Items listed in a dataset:

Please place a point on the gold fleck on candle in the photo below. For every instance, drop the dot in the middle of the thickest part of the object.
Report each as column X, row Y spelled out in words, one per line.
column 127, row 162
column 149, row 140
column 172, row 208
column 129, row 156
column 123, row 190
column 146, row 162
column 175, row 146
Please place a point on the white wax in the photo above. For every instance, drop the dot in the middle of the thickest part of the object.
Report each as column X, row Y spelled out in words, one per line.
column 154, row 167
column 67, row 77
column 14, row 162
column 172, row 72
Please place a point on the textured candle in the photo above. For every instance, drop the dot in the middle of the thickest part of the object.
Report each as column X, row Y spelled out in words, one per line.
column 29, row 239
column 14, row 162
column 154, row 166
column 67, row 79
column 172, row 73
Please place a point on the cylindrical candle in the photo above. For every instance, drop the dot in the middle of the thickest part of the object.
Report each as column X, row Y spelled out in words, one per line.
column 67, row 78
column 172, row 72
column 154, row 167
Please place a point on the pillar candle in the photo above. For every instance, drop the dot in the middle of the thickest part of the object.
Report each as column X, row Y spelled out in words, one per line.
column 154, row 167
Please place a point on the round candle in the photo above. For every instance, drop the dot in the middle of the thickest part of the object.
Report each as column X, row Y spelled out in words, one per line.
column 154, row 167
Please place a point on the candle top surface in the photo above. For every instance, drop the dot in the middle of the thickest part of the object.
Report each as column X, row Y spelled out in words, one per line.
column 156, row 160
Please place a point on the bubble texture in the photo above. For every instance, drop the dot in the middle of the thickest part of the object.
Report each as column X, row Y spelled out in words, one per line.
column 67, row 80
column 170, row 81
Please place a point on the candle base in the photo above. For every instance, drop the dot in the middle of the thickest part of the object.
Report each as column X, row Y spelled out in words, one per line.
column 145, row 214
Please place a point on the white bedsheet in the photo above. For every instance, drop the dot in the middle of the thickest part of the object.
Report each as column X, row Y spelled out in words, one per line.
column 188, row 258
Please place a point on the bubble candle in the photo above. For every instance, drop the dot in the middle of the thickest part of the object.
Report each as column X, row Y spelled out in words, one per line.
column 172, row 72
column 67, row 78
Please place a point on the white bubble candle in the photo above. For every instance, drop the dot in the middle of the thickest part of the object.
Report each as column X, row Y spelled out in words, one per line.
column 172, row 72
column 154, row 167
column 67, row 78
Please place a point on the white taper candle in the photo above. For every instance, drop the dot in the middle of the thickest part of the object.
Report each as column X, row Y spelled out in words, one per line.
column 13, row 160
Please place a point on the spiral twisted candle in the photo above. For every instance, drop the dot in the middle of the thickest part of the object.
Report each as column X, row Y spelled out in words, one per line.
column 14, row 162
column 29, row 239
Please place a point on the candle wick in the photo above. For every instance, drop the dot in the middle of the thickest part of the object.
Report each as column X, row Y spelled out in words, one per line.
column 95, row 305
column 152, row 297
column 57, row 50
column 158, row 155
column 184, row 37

Given exercise:
Extract every row above and copy each one out word for word, keeping the original line breaks.

Task output:
Please place a point on the gold fleck on candle in the photo below. For every instance, drop the dot in the middle of the thickest part of the object.
Report each as column X, row Y spelled out in words, one per line.
column 127, row 162
column 149, row 140
column 172, row 208
column 129, row 156
column 123, row 190
column 146, row 162
column 175, row 146
Please place a point on the white wax in the photo above. For every instance, drop the dot in the middle of the thickest part of the object.
Report each as column X, row Y spelled out in words, one per line.
column 154, row 167
column 67, row 77
column 14, row 162
column 172, row 72
Please place a point on the textured candle in the photo above. For every instance, drop the dot in the middle of the thickest part of the object.
Report each as column X, row Y spelled out in words, one per line.
column 29, row 239
column 14, row 162
column 154, row 166
column 67, row 79
column 172, row 73
Please place a point on the cylindrical candle in the photo above. For every instance, drop the dot in the middle of the thickest part of the object.
Report each as column X, row Y spelled out in words, one per line.
column 67, row 78
column 172, row 72
column 154, row 167
Please place a point on the pillar candle in the photo above. For every instance, drop the dot in the middle of the thickest part of the object.
Report each as column X, row Y spelled out in words, one per line.
column 154, row 167
Please place a point on the round candle in the photo above. For every instance, drop the dot in the middle of the thickest part of the object.
Report each as column X, row Y spelled out in words, one per line.
column 154, row 167
Please place a point on the candle top surface in the photo above. For every instance, drop the dot in the middle of the thickest part of the object.
Report each as column X, row Y spelled out in words, one per line.
column 156, row 160
Please place a point on the bubble texture in the photo above. For every instance, drop the dot in the middle of the thickest part of the object.
Report each as column X, row Y spelled out in words, one per line.
column 67, row 80
column 170, row 81
Please place a point on the candle base in the photo above. For every instance, drop the dot in the middle of the thickest part of the object.
Report each as column X, row Y spelled out in words, one per line.
column 145, row 214
Please place a point on the white bedsheet in the photo above. For every instance, drop the dot in the middle of the thickest part of the object.
Report each as column X, row Y spelled out in words, one per line.
column 188, row 258
Please place a point on the bubble candle in the photo above. For every instance, drop the dot in the middle of the thickest part of the object.
Report each as column X, row Y spelled out in words, one per line.
column 172, row 72
column 67, row 78
Please place a point on the white bubble candle in the photo above. For every instance, drop the dot in the middle of the thickest part of the object.
Report each as column X, row Y spelled out in words, one per line.
column 172, row 72
column 154, row 167
column 67, row 78
Please place a point on the white taper candle in the photo above. For every instance, drop the dot in the middle of the thickest part of the object.
Report each as column X, row Y spelled out in words, one per line.
column 13, row 160
Please place a point on the spiral twisted candle in the photo above. For every instance, drop the dot in the middle of the thickest part of the object.
Report each as column X, row Y spelled out in words, one per line.
column 14, row 162
column 29, row 239
Please place a point on the candle wick in the photo above. For every instance, drop the dot in the middle of the thickest part of the object.
Report each as column X, row Y spelled out in words, one per line.
column 95, row 305
column 152, row 297
column 57, row 50
column 158, row 155
column 184, row 37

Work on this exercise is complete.